━━━━━ INPUT RECORDS

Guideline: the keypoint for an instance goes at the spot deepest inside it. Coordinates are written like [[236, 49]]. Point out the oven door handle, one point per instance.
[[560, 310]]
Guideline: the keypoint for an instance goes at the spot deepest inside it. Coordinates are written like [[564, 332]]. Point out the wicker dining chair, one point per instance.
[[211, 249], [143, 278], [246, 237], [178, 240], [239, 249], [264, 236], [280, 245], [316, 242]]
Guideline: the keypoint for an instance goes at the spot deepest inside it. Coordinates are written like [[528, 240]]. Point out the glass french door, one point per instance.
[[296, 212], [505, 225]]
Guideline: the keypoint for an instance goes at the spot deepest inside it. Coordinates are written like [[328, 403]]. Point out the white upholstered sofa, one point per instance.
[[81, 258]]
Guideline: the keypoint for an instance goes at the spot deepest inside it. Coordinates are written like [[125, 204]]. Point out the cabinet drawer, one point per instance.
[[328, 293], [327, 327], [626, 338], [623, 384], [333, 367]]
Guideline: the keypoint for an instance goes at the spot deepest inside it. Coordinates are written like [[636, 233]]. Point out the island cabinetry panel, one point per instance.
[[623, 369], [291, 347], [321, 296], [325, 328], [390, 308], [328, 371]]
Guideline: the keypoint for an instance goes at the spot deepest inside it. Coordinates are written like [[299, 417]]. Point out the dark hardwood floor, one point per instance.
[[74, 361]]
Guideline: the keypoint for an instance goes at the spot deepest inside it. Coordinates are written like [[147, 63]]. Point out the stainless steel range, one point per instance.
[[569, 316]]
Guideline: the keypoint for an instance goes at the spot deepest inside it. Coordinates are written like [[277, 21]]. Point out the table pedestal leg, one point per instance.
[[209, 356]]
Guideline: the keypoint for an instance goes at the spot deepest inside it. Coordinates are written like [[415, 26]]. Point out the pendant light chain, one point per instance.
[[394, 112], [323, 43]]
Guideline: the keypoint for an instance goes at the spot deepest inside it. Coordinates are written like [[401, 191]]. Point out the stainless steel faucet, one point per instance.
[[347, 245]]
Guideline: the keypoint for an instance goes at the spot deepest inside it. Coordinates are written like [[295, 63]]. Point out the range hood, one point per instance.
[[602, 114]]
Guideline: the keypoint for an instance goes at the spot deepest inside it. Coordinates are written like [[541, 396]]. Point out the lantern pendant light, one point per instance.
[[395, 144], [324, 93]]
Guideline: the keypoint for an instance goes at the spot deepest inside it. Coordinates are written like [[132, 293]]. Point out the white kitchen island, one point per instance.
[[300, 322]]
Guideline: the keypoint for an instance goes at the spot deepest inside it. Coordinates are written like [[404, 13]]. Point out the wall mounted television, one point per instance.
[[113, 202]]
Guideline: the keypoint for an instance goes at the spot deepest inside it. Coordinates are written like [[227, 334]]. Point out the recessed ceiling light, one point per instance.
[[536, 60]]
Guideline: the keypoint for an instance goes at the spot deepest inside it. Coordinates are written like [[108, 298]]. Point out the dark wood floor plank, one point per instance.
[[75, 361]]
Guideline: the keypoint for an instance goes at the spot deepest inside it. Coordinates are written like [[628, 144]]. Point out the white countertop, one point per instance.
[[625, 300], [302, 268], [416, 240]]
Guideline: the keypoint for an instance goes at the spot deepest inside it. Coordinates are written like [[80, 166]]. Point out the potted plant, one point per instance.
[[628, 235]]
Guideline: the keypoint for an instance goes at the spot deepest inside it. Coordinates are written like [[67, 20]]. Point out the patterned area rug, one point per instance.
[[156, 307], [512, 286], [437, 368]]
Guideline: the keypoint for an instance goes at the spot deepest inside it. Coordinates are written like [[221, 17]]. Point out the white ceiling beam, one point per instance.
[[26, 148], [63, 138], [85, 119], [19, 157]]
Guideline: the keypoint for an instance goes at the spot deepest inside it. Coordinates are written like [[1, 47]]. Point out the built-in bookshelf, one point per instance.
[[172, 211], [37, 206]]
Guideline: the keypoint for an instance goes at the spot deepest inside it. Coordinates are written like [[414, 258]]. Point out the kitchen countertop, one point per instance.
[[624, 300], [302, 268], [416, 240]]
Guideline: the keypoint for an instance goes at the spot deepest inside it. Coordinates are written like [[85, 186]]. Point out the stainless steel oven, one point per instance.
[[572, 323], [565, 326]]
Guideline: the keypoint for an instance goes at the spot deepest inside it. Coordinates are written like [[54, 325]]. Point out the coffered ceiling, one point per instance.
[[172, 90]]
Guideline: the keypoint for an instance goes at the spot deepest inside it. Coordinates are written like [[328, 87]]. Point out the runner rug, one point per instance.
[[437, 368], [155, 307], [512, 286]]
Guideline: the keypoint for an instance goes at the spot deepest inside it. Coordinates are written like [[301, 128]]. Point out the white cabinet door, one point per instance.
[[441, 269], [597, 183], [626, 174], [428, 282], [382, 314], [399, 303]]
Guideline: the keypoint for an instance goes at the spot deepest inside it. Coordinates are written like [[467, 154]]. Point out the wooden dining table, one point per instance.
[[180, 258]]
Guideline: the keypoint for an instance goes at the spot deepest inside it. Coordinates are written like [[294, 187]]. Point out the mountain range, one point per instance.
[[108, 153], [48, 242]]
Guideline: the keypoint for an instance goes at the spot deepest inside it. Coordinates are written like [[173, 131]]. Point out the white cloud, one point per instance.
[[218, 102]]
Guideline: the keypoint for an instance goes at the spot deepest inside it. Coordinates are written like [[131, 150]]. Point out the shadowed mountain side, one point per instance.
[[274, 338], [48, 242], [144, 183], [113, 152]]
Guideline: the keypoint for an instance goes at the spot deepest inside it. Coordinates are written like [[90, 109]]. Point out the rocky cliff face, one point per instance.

━━━━━━━━━━

PROBLEM TO SOLVE: Please reproduce each entry above exactly as it reads.

SOLUTION:
Guideline: the keypoint for an instance goes at the spot deepest inside it. Coordinates are written like [[236, 49]]. Point out the oven door handle, one point per instance.
[[560, 310]]
Guideline: the keypoint for an instance goes at the spot deepest inside it. Coordinates are written like [[564, 332]]. Point out the wicker dining chair, one point per instance.
[[211, 249], [143, 278], [246, 237], [178, 240], [239, 249], [264, 236], [280, 245], [316, 242]]
Guideline: the keypoint for an instance goes at the spot deepest inside it. Coordinates are written like [[528, 240]]. Point out the glass french door, one point per instance.
[[296, 212], [505, 225]]
Guideline: the keypoint for an instance goes at the spot deepest inside it. Coordinates are written like [[328, 403]]. Point out the white upholstered sofa, one point per instance.
[[81, 258]]
Guideline: the keypoint for an instance goes at the spot deepest inside it. Coordinates are written like [[125, 204]]. Point out the cabinet drawer, one point per instance.
[[328, 293], [327, 327], [626, 338], [623, 384], [333, 367]]
Guideline: the keypoint for an instance goes at the spot deepest inside it. Coordinates are written like [[636, 233]]. Point out the island cabinetry panel, one point per instance.
[[623, 369], [291, 347], [321, 296], [325, 328], [390, 308], [328, 371]]
Guideline: the keypoint for an instance goes at the spot deepest inside it. Coordinates are written like [[299, 417]]. Point out the dark hardwood floor, one point per instance.
[[74, 361]]
Guideline: the keypoint for an instance goes at the spot deepest inside it. Coordinates are written like [[147, 63]]. Point out the stainless steel range, one point per instance.
[[569, 316]]
Guideline: the keypoint for an instance goes at the spot deepest inside it. Coordinates are written like [[277, 21]]. Point out the table pedestal leg, one point per instance.
[[209, 356]]
Guideline: the keypoint for an instance goes at the spot deepest inside it. Coordinates are written like [[415, 26]]. Point out the pendant light chain, one point per instance.
[[394, 112], [323, 43]]
Guideline: the keypoint for an instance goes at the spot deepest inside it. Coordinates are written like [[401, 191]]. Point out the stainless steel faucet, one point per instance.
[[347, 245]]
Guideline: the keypoint for an instance goes at the spot deepest inside it. Coordinates are written like [[295, 63]]. Point out the range hood, one point per instance.
[[602, 114]]
Guideline: the keypoint for an instance goes at the spot deepest inside it. Coordinates are written like [[541, 396]]. Point out the lantern pendant light, one point per instance.
[[395, 144], [324, 93]]
Guideline: the keypoint for an instance goes at the spot deepest inside it. Coordinates are written like [[132, 293]]. Point out the white kitchen island, one point per instance.
[[300, 322]]
Guideline: the keypoint for an instance goes at the spot deepest inside it. Coordinates are written like [[404, 13]]. Point out the wall mounted television, one point per instance.
[[113, 202]]
Guideline: the keypoint for an instance goes at the spot deepest inside it. Coordinates are written like [[227, 334]]. Point out the recessed ceiling light, one point per instance.
[[536, 60]]
Guideline: the keypoint for an instance goes at the spot deepest inside it. Coordinates are written like [[108, 298]]. Point out the dark wood floor plank, one point per instance.
[[75, 361]]
Guideline: the keypoint for an instance goes at the spot deepest inside it. Coordinates are written like [[628, 144]]. Point out the white countertop, one point per instance.
[[625, 300], [302, 268], [416, 240]]
Guideline: the keypoint for an instance goes at the spot deepest inside it. Coordinates are written like [[80, 166]]. Point out the potted plant, one point per instance.
[[628, 235]]
Guideline: the keypoint for an instance goes at the spot deepest inside it. Coordinates are written like [[67, 20]]. Point out the patterned area rug, one point per instance.
[[156, 307], [512, 286], [437, 368]]
Guideline: the keypoint for an instance goes at the spot deepest inside it. Coordinates are written like [[221, 17]]. Point out the white ceiling beam, one point per instance.
[[26, 148], [63, 138], [85, 119], [19, 157]]
Guideline: the keypoint for an instance goes at the spot deepest inside it. Coordinates are written like [[1, 47]]. Point out the built-in bookshelf, one point per instance.
[[172, 211], [37, 206]]
Guideline: the keypoint for an instance goes at the spot deepest inside it. Coordinates are written like [[414, 258]]. Point out the kitchen countertop, one point per instance.
[[624, 300], [302, 268], [416, 240]]
Guideline: the keypoint for an instance goes at the spot deepest inside it. Coordinates are written like [[85, 186]]. Point out the stainless steel oven, one point per instance.
[[572, 323], [565, 326]]
Guideline: the keypoint for an instance goes at the spot deepest inside it. Coordinates are written like [[54, 325]]. Point out the coffered ceiling, one point per instance.
[[172, 90]]
Guideline: the keypoint for an instance goes at the spot deepest inside it. Coordinates are written like [[328, 87]]. Point out the runner rug, one point per instance.
[[437, 368], [155, 307], [512, 286]]
Guideline: the keypoint for an instance goes at the spot deepest inside it. Coordinates are written like [[301, 128]]. Point out the white cabinet door, one point per instance.
[[441, 269], [597, 183], [626, 174], [428, 282], [382, 314], [399, 303]]
Guideline: the keypoint for an instance goes at the spot deepest inside it. Coordinates are written like [[467, 154]]. Point out the wooden dining table, one point per instance.
[[180, 258]]
Guideline: the keypoint for an instance goes at the spot deepest inside it. Coordinates are written like [[294, 187]]. Point out the mountain range, one point per instance.
[[108, 153], [48, 242]]
Guideline: the keypoint for an instance goes at the spot deepest inside it. Coordinates are written like [[173, 131]]. Point out the white cloud, one point per instance.
[[218, 102]]
Guideline: the keypoint for an instance goes at the spot deepest inside it. Coordinates are written like [[131, 150]]. Point out the shadowed mountain side, one point per instance.
[[274, 338], [48, 242], [144, 183], [113, 152]]
Guideline: the keypoint for an instance goes at the spot deepest inside it. Coordinates are written like [[90, 109]]. Point out the rocky cliff face, one point per instance.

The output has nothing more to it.